#### [What you have to do]
Those lines of the records that contain "When" are to be located and copied.

#### [Records for the exercise]
———

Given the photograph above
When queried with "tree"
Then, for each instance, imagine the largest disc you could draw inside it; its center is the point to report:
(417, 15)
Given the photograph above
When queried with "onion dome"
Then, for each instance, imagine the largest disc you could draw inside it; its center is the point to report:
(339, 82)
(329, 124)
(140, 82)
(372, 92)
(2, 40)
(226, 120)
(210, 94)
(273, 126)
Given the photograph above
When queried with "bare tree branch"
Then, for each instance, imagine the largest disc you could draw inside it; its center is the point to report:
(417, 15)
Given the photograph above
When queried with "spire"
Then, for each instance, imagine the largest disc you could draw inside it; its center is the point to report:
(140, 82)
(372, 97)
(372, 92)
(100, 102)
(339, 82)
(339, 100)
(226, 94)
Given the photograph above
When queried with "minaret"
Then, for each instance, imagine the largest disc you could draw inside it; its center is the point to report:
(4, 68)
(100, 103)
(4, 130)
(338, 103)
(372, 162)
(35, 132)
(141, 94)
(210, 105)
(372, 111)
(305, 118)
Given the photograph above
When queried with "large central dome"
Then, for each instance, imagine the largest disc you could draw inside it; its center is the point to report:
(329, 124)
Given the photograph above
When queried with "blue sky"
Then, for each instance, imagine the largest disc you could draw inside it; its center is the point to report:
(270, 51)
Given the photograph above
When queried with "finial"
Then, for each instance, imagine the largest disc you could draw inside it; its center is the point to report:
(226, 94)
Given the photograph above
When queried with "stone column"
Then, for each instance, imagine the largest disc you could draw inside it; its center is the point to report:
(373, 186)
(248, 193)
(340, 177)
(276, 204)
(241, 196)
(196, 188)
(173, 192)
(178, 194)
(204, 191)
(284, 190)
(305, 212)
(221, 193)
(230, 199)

———

#### [Answer section]
When queried with "tree"
When queried with "onion dome"
When queried with "bare tree branch"
When queried with "spire"
When queried with "minaret"
When queried with "large central dome"
When queried with "blue sky"
When queried with "finial"
When queried with "stone column"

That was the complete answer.